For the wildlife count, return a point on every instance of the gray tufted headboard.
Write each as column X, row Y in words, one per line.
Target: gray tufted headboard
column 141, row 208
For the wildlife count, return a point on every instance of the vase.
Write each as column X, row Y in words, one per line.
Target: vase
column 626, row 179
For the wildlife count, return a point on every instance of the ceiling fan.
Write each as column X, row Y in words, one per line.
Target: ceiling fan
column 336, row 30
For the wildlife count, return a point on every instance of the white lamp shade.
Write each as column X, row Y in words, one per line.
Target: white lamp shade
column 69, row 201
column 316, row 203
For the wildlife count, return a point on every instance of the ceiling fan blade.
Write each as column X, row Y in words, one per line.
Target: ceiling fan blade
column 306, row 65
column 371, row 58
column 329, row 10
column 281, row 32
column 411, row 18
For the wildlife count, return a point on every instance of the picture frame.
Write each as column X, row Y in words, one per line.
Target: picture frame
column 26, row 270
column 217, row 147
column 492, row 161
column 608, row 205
============================================================
TASK ITEM:
For each entry above, please make an exact copy.

PROBLEM SOLUTION:
For the wildlife count, return a point on every instance of the gray tufted headboard.
Write each as column X, row Y in words, one per line.
Target: gray tufted headboard
column 141, row 208
For the wildlife count, return a point on every instance of the vase.
Write each as column X, row Y in words, one per line.
Target: vase
column 626, row 179
For the wildlife count, return a point on every instance of the ceiling fan.
Write each as column X, row Y in words, one per line.
Target: ceiling fan
column 336, row 30
For the wildlife count, return a point on every instance of the white lamp shade.
Write each as column X, row Y in words, one per line.
Target: white lamp shade
column 69, row 201
column 316, row 203
For the wildlife count, return a point on every instance of the ceiling fan blade.
Write each as column X, row Y in words, one per line.
Target: ceiling fan blade
column 306, row 65
column 371, row 58
column 329, row 10
column 281, row 32
column 411, row 18
For the wildlife count, return a point on every instance of the picture frame.
Write each as column X, row Y in words, one per line.
Target: picture frame
column 26, row 270
column 217, row 147
column 492, row 161
column 608, row 205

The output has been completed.